* _What to work on_
A) Copy the Memorial Day essay word for word from "Things About Remembering" up to and including "maybe there is...".
B) Answer these from the Memorial Day essay:
(i) How many US soldiers shipped overseas for World War II?
(ii) Where is the real fight for American Liberty and virtue?
(iii) How many active duty soldiers has the nation lost since 1775?

### Excerpt to read ###

It is not about making America Great Again, because that so-called “greatness” was borne on the backs of slaves, of minorities struggling first to survive, then to succeed. It’s about being the Great America that we have always intended, and continuing towards the ever elusive mark. We are perhaps now as great as we’ve ever been, as states pass laws calling assault of a police officer a “non-violent” felony and replace the rights of individuals with a higher minimum wage. The war against racism is far from over, as is the war against ignorance, greed, sloth and corruption. We owe our veterans at least our best efforts to maintain a nation worth their fight. A people worth their hope.


Our president is a representation of who we are as a people, the good, the bad, and the very, very ugly. We have cast off restraint after years of bowing to the strong arm of money and power and we now stand, naked and exposed, like the emperor in his new clothes. The real fight for American Liberty and virtue is not in Afghanistan or Aleppo, it is here in our own homes and on our own streets, and we have just run into battle with weapons that we have no idea how to control. But we can learn, and we must. And we can love, and we must.

Things About Remembering

For some people, Memorial Day is really about remembering - faces, names, events... Some of the people we know have looked the Monster of War in the face and lived to tell about it. For many of us, myself included, there isn't a direct memory I can connect to, a lost loved one, a first hand impact that changed my life forever. But then again, maybe there is...

How would my life look if almost 5 million American Troops hadn't deployed to the battlefields of France in World War I? What if more than 16 million US Soldiers hadn't shipped overseas for World War II? 5.7 million in The Korean War, nearly 9 million in Vietnam, and over 2 million in the first Gulf War. And still counting. Since 1775 we have lost over one million active duty soldiers. How can the death of 1 million US citizens not have impacted my life, or the life of any American, directly? Another 1.5 million of the nearly 42 million veterans that have served were wounded in battle.

### Material provided ###

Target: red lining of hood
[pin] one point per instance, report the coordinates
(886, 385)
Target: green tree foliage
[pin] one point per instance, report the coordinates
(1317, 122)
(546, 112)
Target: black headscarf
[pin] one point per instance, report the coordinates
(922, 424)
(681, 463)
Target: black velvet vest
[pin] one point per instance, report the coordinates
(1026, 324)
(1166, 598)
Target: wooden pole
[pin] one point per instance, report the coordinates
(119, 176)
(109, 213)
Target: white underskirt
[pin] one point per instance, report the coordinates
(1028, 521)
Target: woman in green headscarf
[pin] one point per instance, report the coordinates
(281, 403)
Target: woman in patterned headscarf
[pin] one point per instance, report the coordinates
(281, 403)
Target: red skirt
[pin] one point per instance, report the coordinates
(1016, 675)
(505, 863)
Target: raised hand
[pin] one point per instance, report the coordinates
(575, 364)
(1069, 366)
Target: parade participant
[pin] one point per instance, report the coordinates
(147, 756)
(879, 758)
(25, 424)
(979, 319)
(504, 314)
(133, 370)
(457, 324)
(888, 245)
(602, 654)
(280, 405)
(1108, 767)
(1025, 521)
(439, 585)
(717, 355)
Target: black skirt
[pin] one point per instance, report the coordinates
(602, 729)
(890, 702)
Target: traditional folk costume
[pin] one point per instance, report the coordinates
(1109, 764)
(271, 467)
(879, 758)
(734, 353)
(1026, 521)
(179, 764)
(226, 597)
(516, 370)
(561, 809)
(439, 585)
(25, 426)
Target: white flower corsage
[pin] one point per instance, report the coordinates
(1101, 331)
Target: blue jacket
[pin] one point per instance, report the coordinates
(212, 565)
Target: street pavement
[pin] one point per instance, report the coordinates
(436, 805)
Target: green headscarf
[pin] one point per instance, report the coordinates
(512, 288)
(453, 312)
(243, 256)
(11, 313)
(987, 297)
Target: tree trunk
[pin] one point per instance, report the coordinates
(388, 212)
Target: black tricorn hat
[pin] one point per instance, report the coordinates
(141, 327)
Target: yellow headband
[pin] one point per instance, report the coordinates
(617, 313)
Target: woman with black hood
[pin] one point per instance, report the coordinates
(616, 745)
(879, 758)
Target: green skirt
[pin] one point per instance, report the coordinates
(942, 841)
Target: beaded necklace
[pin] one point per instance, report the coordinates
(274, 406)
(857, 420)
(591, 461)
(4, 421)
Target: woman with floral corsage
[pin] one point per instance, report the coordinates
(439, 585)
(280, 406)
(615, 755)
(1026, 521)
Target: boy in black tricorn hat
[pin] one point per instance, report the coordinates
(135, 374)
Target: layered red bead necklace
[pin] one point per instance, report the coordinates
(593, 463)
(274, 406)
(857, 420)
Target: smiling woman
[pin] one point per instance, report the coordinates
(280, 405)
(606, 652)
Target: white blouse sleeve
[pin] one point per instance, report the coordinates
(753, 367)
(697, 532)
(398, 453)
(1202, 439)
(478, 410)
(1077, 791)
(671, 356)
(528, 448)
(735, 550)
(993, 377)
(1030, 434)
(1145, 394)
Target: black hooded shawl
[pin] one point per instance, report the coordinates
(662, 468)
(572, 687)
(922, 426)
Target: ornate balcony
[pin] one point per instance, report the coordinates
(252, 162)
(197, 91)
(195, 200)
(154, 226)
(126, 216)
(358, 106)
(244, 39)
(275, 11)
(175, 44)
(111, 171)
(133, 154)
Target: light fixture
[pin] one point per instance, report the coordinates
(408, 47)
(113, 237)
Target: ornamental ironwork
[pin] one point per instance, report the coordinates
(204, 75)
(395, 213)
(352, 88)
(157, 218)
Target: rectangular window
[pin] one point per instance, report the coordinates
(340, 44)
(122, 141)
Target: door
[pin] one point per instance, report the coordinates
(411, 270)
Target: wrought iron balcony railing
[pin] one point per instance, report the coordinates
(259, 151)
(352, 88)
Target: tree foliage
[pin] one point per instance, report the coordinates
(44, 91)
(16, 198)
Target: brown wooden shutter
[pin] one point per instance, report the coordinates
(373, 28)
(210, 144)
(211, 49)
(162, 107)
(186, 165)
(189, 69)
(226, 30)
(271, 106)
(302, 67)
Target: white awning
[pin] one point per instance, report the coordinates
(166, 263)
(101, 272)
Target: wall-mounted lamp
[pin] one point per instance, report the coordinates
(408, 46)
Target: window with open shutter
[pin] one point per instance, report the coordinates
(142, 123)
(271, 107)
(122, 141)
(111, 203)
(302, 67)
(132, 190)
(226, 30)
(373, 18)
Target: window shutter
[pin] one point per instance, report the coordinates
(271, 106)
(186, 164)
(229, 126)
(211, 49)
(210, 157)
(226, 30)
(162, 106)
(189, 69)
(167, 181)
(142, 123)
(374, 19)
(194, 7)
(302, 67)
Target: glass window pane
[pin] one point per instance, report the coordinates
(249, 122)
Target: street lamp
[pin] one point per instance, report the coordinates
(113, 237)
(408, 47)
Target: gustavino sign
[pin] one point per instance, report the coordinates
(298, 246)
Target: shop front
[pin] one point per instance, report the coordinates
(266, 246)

###

* _Per-task outputs_
A)
Things About Remembering

For some people, Memorial Day is really about remembering - faces, names, events... Some of the people we know have looked the Monster of War in the face and lived to tell about it. For many of us, myself included, there isn't a direct memory I can connect to, a lost loved one, a first hand impact that changed my life forever. But then again, maybe there is...

B)
(i) More than 16 million
(ii) Here in our own homes and on our own streets
(iii) Over one million